_Fragmento del documento_
En la cúspide están los Estados Unidos, los otros estados principales y ciertas asociaciones que cumplen funciones económicas o culturales claves en una función de unificación. En el segundo, las Corporaciones multinacionales, que no unifican sino que funcionan en red, hacia la articulación. Y los demás estados nacionales. En el tercer escalón, el más amplio, la base, están los grupos que representan intereses populares. La novedad aquí es que ya los estados nacionales no son los únicos que representan al pueblo sino también otro tipo de organizaciones, donde no falta la mención a las ONG. No podía ser más convencional. El principio de organización o de estructuración (no se trata en este caso del poder) no proviene de la propia lógica del entramado sino de la voluntad clasificatoria más o menos plausible de los autores.

El problema sigue sin resolverse. En realidad no basta con señalar que en la actualidad la política ya ha perdido su autonomía, como signo precisamente del declive de los estados, si es que se recurre al argumento simple de que hoy los consensos se tramitan en espacios diferentes (¿de la sociedad civil?), constatación que ya han hecho muchos autores desde otras vertientes ideológicas. Tampoco basta con advertir, de la mano de Foucault, la naturaleza biopolítica del nuevo paradigma de poder (se regula la vida social desde su interior), que en este caso va más allá de la sociedad disciplinaria hacia la sociedad de control a través de la tecnología. Se produce directamente la subjetividad, de ahí la importancia de los medios de comunicación. Pero afirmar que ahora el poder no está separado sino instalado en las propias relaciones de producción, antes que una refutación del supuesto paradigma de Marx (y ya se aclaró su contenido) no es otra cosa que buscar la forma de eludir el problema.

_Listado de datos_
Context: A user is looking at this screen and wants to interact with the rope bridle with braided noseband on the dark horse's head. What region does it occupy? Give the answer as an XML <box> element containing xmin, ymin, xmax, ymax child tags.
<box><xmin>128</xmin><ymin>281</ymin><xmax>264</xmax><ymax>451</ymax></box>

--

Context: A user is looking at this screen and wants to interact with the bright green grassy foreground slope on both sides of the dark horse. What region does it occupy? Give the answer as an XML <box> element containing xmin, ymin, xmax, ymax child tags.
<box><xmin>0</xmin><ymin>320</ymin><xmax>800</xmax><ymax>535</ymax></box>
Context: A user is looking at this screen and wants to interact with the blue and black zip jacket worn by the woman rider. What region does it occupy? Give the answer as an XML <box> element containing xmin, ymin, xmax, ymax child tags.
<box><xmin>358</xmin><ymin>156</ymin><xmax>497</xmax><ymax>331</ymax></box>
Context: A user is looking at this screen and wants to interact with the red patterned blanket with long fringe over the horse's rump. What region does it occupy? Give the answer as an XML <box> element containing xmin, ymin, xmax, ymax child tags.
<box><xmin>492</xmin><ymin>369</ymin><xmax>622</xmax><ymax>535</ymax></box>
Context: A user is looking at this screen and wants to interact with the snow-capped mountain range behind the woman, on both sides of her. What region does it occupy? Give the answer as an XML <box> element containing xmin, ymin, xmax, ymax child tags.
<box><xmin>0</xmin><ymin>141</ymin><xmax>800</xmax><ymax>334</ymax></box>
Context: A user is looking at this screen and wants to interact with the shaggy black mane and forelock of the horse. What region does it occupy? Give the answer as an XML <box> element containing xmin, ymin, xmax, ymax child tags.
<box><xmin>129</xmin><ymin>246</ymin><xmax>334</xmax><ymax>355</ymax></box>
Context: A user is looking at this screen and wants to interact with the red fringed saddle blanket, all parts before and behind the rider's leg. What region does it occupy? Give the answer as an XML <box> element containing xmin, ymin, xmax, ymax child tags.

* * *

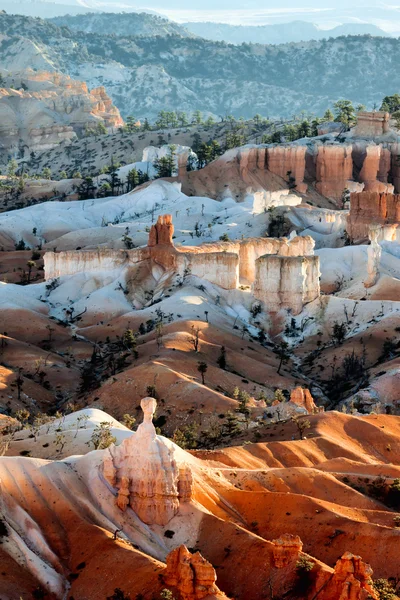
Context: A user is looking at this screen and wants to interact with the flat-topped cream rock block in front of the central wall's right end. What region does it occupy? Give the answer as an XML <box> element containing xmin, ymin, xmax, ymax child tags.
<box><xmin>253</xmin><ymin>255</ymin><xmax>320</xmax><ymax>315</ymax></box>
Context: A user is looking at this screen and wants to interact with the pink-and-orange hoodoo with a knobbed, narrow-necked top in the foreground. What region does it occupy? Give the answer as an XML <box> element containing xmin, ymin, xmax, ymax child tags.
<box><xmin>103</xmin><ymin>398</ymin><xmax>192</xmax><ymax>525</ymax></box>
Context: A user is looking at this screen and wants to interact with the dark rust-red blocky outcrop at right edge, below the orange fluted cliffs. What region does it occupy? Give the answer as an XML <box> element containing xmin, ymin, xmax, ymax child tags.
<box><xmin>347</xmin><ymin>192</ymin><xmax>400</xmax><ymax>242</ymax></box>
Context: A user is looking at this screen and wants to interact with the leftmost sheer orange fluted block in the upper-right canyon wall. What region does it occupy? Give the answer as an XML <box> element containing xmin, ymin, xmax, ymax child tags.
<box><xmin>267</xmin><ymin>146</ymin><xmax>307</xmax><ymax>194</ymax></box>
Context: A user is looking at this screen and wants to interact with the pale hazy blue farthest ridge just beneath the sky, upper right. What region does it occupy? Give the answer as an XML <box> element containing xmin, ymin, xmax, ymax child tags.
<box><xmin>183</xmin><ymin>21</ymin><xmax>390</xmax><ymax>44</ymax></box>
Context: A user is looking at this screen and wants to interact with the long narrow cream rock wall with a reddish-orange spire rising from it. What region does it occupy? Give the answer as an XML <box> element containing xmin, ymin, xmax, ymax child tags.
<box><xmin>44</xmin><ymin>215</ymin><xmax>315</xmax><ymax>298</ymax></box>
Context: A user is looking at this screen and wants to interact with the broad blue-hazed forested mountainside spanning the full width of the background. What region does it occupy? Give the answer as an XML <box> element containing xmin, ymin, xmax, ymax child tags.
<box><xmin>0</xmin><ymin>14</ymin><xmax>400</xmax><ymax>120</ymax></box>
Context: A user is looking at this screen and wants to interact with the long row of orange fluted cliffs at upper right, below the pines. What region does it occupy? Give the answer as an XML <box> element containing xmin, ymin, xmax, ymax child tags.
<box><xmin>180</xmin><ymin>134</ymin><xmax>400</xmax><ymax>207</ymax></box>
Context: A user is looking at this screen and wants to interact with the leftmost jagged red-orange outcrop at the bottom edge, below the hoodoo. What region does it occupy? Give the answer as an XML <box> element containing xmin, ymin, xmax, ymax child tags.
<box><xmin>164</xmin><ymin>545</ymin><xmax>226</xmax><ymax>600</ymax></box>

_Actividad_
Prosigue el fragmento sobre el declive de los estados y el nuevo paradigma de poder a partir de su última oración.

_Respuesta_
Sería indispensable definir en qué forma se estructura globalmente este poder, que aparentemente puede prescindir de la forma Estado, y la relación que tendría esta estructuración con el entramado antes descrito. Superando, eso sí, las dificultades que le crea al capital su empírica multiplicidad en el mercado, puesto que la tensión entre lo general y lo particular, entre lo inmediato y lo de largo plazo no ha desaparecido. Por el contrario; precisamente por eso se está hablando del actual malestar de la política (o de su ausencia). En fin, sería bueno establecer si esta redefinición es una alternativa societal o un signo de la crisis.

Y lo que es más importante: ¿Cómo se explica teóricamente la posibilidad de su contestación (contraimperio)? La verdad es que esta imagen totalitaria y omnipotente de la máquina imperial (biopolítica) no arroja muchas pistas sobre ello, a pesar de la emocionada reivindicación que se hace en el libro de los movimientos de resistencia. ¿Hay también aquí una redefinición de la política? ¿Cómo retomar las elaboraciones de Negri en torno a la noción de multitud? En realidad, la sugerencia de que la multitud está presente en el escalón bajo de la pirámide, empobrece el concepto al tratar de instrumentalizarlo y volverlo empírico. Mucho más fecundo sería redefinir la consigna de “proletarios de todos los países”.

La referencia a este libro, demasiado extensa para este ensayo aunque insuficiente como crítica, no tiene otro objetivo que poner en evidencia la magnitud del problema teórico, dada la significación de los autores en este diálogo con el pensamiento de Marx. Y llamar la atención sobre la noción de Imperio, que sin duda es fecunda. Otros procesos, no mencionados allí, como los de integración (ALCA), la consolidación de organismos como la OMC y el debate actual sobre la nueva arquitectura financiera mundial, pueden arrojar luces. Probablemente habrá que profundizar en el campo de lo jurídico. Pero no es claro que la alternativa del Imperio, cualquiera sea su naturaleza, constituya una solución medianamente perdurable. El mercado mundial, como lo vislumbrara Marx, ha hecho su tarea. Si hay un fin del Estado este será simultáneamente el fin de la sociedad capitalista.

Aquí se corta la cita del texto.